# Required work
Copying nothing before it, reproduce the line that holds "Form = pixel coordinates such as (612,314)" and every line after it in the data, exactly.

*** Records to use

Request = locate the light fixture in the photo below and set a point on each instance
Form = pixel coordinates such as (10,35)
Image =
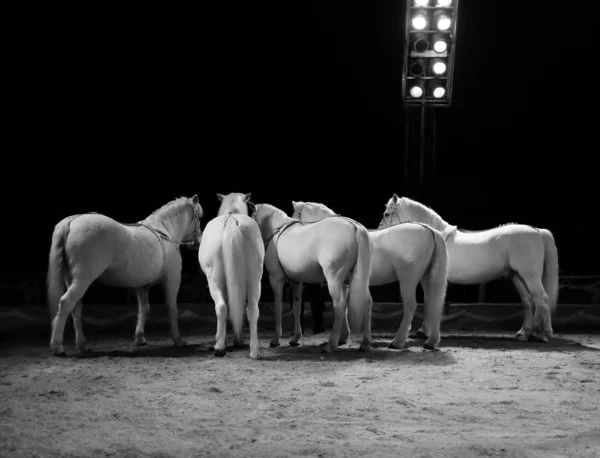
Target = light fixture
(437,89)
(438,66)
(416,91)
(419,20)
(421,43)
(440,44)
(417,67)
(442,20)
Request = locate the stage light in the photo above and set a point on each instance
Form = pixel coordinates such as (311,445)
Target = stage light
(439,43)
(421,43)
(438,66)
(419,20)
(442,20)
(416,91)
(438,91)
(417,67)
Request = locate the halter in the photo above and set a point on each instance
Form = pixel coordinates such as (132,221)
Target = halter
(192,240)
(395,207)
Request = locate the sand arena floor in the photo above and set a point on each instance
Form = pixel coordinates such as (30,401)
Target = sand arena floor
(480,395)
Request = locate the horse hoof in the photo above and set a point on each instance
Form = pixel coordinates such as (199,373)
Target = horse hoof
(418,335)
(180,343)
(327,348)
(220,353)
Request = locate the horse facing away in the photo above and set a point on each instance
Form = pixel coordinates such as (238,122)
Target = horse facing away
(231,256)
(332,250)
(410,253)
(91,247)
(526,254)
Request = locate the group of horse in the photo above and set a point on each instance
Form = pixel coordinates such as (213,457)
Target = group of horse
(412,245)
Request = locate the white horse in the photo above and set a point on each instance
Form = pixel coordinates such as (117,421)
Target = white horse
(525,254)
(91,247)
(332,250)
(410,253)
(231,256)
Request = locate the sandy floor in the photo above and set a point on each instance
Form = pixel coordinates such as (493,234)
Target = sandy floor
(479,395)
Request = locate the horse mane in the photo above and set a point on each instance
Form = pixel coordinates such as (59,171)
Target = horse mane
(173,208)
(429,214)
(322,205)
(276,210)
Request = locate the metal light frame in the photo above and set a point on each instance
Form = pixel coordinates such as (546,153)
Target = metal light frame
(450,53)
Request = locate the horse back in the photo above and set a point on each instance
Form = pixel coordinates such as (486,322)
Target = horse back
(118,254)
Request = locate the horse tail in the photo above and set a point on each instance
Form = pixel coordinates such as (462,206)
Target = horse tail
(58,266)
(359,296)
(438,279)
(234,267)
(550,275)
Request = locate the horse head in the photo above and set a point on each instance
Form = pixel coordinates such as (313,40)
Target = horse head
(310,212)
(393,213)
(235,202)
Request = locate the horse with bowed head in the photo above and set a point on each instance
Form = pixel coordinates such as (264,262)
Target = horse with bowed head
(231,256)
(410,253)
(90,247)
(332,250)
(525,254)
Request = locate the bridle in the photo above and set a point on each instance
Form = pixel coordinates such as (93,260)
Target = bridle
(393,215)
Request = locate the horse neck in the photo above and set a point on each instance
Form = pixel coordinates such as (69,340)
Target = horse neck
(418,214)
(175,224)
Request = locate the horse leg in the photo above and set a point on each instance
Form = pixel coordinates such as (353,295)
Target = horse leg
(252,311)
(345,331)
(143,309)
(422,332)
(409,304)
(365,345)
(338,296)
(277,286)
(66,304)
(221,311)
(171,287)
(542,310)
(296,298)
(79,335)
(525,330)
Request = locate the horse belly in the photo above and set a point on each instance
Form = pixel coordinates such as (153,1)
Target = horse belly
(475,265)
(138,264)
(383,271)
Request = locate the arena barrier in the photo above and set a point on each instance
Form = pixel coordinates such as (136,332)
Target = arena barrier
(580,312)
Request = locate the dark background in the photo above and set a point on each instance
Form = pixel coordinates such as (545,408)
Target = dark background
(121,108)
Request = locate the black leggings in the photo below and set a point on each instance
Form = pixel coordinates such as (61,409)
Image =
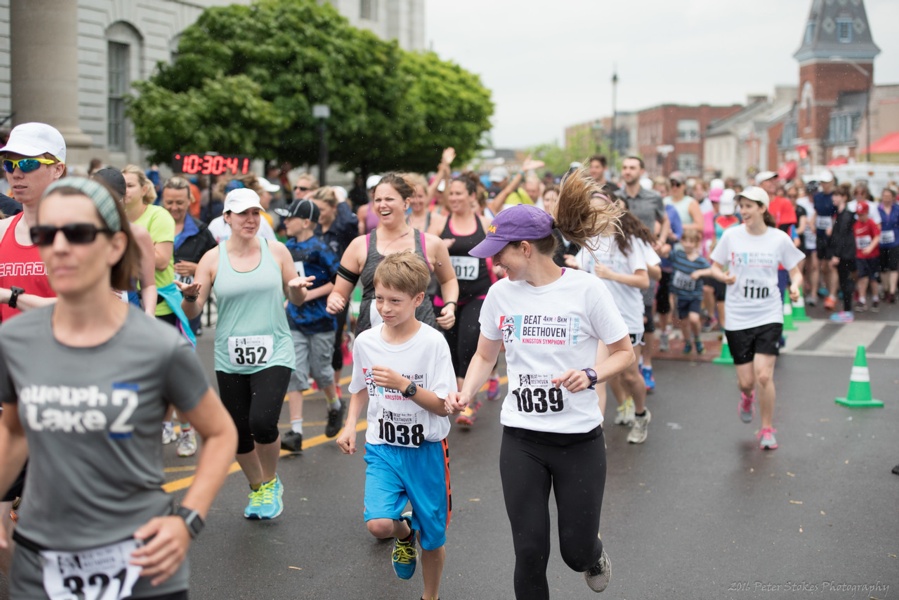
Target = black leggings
(463,336)
(254,402)
(577,474)
(844,270)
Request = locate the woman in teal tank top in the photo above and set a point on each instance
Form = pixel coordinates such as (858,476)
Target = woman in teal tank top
(253,349)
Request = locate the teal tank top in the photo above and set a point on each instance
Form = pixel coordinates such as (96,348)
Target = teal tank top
(252,332)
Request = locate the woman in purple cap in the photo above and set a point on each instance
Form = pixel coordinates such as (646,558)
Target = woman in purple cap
(551,321)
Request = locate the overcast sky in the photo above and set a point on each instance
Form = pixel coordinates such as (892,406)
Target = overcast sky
(549,63)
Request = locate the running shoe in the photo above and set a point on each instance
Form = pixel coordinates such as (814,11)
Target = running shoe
(469,415)
(405,556)
(648,379)
(493,388)
(766,438)
(640,428)
(292,441)
(187,443)
(254,505)
(842,317)
(168,433)
(663,343)
(599,574)
(335,420)
(747,406)
(272,492)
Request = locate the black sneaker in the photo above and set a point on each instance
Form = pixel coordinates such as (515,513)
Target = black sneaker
(335,420)
(292,441)
(599,574)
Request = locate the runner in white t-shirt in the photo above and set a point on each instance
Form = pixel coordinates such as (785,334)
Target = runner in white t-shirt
(752,252)
(619,260)
(551,321)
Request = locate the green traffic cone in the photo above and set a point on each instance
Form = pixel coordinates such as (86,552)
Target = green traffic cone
(799,315)
(859,394)
(788,313)
(725,357)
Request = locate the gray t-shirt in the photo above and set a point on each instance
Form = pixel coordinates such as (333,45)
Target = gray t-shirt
(91,417)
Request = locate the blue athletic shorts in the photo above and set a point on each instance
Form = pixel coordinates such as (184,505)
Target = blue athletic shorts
(395,475)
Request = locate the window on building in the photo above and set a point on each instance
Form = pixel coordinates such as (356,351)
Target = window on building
(687,130)
(687,163)
(844,31)
(118,59)
(368,9)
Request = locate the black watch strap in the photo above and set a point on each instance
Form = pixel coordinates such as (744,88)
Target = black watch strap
(192,519)
(14,293)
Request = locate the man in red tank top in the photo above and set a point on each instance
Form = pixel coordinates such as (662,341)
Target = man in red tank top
(33,158)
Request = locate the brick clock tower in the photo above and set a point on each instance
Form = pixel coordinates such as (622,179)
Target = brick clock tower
(836,57)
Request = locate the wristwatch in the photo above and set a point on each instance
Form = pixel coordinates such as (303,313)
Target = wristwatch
(14,295)
(591,375)
(192,519)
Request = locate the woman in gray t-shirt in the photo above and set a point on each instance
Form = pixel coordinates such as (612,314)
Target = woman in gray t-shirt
(85,383)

******

# Answer to this exercise
Form = pixel coordinates such as (612,314)
Target = woman in gray t-shirt
(85,383)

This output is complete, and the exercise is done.